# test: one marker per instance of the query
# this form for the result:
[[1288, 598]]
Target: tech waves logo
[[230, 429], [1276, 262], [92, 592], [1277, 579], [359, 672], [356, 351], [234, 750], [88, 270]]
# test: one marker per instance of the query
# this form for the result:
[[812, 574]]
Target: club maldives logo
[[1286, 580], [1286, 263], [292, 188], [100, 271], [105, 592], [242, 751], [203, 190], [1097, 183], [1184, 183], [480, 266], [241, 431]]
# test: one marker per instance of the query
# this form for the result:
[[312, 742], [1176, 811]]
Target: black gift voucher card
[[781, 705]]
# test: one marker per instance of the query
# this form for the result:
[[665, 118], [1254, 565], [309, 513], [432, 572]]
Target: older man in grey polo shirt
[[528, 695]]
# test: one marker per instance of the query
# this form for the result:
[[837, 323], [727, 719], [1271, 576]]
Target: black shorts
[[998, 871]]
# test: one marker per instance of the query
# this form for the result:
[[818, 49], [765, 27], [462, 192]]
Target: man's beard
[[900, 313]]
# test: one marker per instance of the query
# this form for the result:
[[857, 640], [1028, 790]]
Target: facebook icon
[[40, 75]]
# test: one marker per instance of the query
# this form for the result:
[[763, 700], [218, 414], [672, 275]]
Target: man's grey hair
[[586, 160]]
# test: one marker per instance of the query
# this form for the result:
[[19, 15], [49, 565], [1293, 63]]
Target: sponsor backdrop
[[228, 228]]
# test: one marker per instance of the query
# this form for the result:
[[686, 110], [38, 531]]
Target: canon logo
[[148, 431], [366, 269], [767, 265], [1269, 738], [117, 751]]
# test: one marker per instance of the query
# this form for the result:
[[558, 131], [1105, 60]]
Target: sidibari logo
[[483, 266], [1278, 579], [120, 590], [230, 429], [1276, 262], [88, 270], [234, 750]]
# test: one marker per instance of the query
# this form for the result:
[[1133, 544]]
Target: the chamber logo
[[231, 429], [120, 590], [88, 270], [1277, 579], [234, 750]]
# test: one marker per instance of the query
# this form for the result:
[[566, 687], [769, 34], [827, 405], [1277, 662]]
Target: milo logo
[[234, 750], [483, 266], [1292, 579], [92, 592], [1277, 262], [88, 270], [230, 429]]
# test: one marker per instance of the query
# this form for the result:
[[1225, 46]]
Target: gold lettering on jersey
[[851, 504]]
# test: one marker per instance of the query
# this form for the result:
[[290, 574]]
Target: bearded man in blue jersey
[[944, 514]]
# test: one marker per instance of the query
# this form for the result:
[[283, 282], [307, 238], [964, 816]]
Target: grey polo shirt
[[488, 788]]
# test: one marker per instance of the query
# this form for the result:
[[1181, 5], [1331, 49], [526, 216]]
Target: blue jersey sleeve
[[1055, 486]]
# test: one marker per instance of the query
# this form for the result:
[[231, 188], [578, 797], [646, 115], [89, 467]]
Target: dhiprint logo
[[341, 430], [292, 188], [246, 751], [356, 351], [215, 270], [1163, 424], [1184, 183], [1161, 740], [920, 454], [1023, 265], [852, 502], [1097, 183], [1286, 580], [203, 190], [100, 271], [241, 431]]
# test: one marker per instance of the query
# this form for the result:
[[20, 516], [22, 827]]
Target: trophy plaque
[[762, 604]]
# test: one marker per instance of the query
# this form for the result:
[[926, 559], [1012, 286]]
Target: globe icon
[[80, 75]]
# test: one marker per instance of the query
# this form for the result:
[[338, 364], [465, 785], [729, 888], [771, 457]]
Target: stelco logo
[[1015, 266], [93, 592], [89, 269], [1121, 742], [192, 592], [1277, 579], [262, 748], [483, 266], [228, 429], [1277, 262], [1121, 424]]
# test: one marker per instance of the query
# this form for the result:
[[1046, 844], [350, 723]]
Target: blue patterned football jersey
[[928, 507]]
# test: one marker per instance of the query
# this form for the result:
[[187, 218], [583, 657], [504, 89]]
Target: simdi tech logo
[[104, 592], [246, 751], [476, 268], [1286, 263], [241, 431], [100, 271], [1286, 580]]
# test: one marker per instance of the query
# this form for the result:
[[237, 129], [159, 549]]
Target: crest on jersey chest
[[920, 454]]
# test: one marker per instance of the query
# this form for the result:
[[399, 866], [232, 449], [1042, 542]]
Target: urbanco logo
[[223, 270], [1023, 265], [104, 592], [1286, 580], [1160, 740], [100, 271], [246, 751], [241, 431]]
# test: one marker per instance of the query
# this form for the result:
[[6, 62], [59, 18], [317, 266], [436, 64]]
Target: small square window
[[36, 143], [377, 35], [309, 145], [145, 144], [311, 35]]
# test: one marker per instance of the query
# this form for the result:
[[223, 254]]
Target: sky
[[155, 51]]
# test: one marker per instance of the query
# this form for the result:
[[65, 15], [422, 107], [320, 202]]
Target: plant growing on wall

Required task →
Rewrite the material from its first line through the line containing "[[998, 871]]", requests included, multiplying every coordinate in the answers by 0.2 and rounding to whole numbers with halves going up. Leave the numbers in the requests and their format samples unchanged.

Result of the exercise →
# test: one marker per instance of the query
# this form for the result:
[[1288, 598]]
Target: tech waves logo
[[46, 86], [255, 52], [18, 118], [255, 116], [72, 134], [71, 70], [47, 150], [18, 54]]
# test: one marker per instance of the query
# this form for the result:
[[812, 574]]
Target: club maldives logo
[[257, 116], [257, 53], [58, 38], [20, 54], [21, 118], [48, 150], [41, 38], [219, 37], [237, 37], [96, 53], [48, 86]]
# test: one marker per instance of the query
# this form for the result:
[[312, 742], [1176, 811]]
Target: black gift voucher card
[[156, 141]]
# test: one marker per instance of the query
# this form for the result:
[[665, 118], [1254, 565], [309, 513], [432, 572]]
Target: older man in grey polo shirt
[[106, 139]]
# test: one marker per instance of the query
# this form for the result:
[[837, 323], [727, 719], [1271, 576]]
Target: black shorts
[[200, 174]]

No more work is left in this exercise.